## Extracted text
========================================================================

# Forum Other Languages English for Russians - Изучаем английский язык Practice your English  Does anybody know what it is?

## Katrin_

Yesterday I saw in the text the combination of words - HOME PLATE. Please, explain me what it is, if you know...  ::

----------


## alexB

Бейсбольный термин, смотри в Wikipedia.

----------


## Katrin_

Спасиб! 
мне еще кто-то говорил, что это таблички с номером на домах, но в предложении было не в тему...

----------


## whiteblur

Home Plate in a game of Baseball, it is the white diamond plate on the ground.  Baseball has many unique terms to describe events that happen in a game.  It is not necessary to learn what they all mean unless you have fun playing or watching baseball.

========================================================================

## Data provided
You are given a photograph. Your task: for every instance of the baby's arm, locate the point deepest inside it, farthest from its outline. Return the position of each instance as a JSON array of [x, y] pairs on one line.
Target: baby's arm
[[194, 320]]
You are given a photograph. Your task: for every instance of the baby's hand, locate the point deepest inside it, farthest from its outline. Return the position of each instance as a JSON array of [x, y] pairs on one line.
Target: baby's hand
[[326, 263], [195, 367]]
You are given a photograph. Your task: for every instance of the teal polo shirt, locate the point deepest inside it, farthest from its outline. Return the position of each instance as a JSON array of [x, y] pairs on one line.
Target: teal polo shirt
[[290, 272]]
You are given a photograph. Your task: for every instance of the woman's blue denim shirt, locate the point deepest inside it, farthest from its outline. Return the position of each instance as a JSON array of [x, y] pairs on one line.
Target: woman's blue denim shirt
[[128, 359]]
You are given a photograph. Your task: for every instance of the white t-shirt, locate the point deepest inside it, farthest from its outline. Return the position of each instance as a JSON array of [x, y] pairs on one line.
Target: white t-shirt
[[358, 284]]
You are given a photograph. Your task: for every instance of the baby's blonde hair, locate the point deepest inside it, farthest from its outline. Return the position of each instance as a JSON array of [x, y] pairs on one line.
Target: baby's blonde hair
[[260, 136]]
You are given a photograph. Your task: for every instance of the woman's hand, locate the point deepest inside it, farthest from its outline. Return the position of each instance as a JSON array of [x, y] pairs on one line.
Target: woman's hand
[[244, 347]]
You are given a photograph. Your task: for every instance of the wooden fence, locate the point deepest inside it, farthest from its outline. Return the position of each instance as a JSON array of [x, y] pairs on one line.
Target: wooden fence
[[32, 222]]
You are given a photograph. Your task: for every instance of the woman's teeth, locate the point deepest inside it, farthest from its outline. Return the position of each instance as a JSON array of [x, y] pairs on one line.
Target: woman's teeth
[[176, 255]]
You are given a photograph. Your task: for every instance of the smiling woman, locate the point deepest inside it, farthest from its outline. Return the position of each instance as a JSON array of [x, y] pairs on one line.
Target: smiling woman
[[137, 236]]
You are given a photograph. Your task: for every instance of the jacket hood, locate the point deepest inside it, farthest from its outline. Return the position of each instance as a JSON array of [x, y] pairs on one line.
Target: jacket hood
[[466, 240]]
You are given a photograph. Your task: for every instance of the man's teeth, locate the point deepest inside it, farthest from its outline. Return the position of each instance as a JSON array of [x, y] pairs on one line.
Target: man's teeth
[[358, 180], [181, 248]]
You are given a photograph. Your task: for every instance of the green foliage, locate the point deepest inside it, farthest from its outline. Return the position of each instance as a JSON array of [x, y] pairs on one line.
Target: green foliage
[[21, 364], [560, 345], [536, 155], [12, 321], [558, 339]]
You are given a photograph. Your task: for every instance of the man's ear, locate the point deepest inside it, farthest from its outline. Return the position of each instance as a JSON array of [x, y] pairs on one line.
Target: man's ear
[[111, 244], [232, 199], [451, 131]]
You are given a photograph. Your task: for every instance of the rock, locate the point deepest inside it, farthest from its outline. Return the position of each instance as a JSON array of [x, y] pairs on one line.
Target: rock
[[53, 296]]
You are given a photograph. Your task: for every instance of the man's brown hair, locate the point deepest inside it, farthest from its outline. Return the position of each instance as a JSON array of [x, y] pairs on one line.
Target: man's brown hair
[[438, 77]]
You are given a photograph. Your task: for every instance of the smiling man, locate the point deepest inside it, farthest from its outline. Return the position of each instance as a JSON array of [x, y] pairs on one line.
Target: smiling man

========================================================================

## Exercise instructions
Continue the forum thread about the phrase "home plate" from where it stops.

## The reply
----------


## Matroskin Kot

> Home Plate in a game of Baseball, it is the *white diamond plate* on the ground.  Baseball has many unique terms to describe events that happen in a game.  It is not necessary to learn what they all mean unless you have fun playing or watching baseball.

 It's hard to tell from that picture, but home plate is not diamond-shaped. It's actually a 5-sided polygon with the three sides of a square in front and two sides tapering to a point in the rear portion. The baseball infield (the part with the bases) is called a 'diamond', and has four sides.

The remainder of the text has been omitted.